REQUIREMENT 1 —
Answer these questions from the article on party conferences and skills funding:
(a) In which city was the Conservative conference held?
(b) When did the Prime Minister promise that apprenticeships would be "properly funded"?
(c) Where did the Labour conference fringe meetings take place?
REQUIREMENT 2 — Print the part of the article on party conferences and skills funding from "From education to" to "question to ask.".
REQUIREMENT 3 — Translate this sentence from the article on party conferences and skills funding into Spanish: "We still don’t know if we are going to leave the EU with a deal."

DOCUMENT SEGMENT —
○ ○ ○ ○ ○

From education to employment

Party conferences and the ‘forgotten 50%’

AELP Mark Dawe

Is the FE and skills sector really going to be ‘supercharged’ by the current government or a new government after the expected general election? For all the positive noises made at the three main party conferences over the past month, it is a reasonable question to ask.

We still don’t know if we are going to leave the EU with a deal. If there is no deal, a pre-election Budget or the 3-year spending round which the Chancellor has previously promised may be much less generous than the ‘end of austerity’ package originally envisaged. So far the colleges have been granted a very modest, albeit welcome, settlement for mainstream FE funding but SME employers are still waiting for something to be done about the increasingly severe shortage of non-levy apprenticeship funding. The Prime Minister promised in early July that apprenticeships will be “properly funded” and we will hold him and the government to it. What AELP did have confirmed for us at the Conservative conference in Manchester was that the DfE at the highest levels know that this is the most pressing issue for apprenticeships right now.

At the Labour conference fringe meetings in Brighton, we heard shadow skills minister Gordon Marsden regularly refer to the shortage of non-levy funding, having raised it in Parliament before the conference season started. It was also very encouraging for him to say twice that independent training providers “are crucial in the system” and at a session on Labour’s lifelong learning commission, Gordon received backing on this point from the UCU representative on the commission. This is very important because some in the ITP community fear that a Jeremy Corbyn-led government might exclude them from future contract awards, although this must be seen against the fact that it would be difficult to stop employers exercising choice over their preferred apprenticeship provider under the levy system while the mayoral combined authorities won’t want their hands tied on their procurement of devolved programmes as they search for more value for money.

○ ○ ○ ○ ○

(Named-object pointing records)
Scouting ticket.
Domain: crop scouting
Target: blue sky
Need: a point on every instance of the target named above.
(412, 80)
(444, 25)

○ ○ ○ ○ ○

EXERCISE RESULT 1 —
(a) Manchester
(b) In early July
(c) Brighton

EXERCISE RESULT 2 —
From education to employment

Party conferences and the ‘forgotten 50%’

AELP Mark Dawe

Is the FE and skills sector really going to be ‘supercharged’ by the current government or a new government after the expected general election? For all the positive noises made at the three main party conferences over the past month, it is a reasonable question to ask.

EXERCISE RESULT 3 — Todavía no sabemos si vamos a salir de la UE con un acuerdo.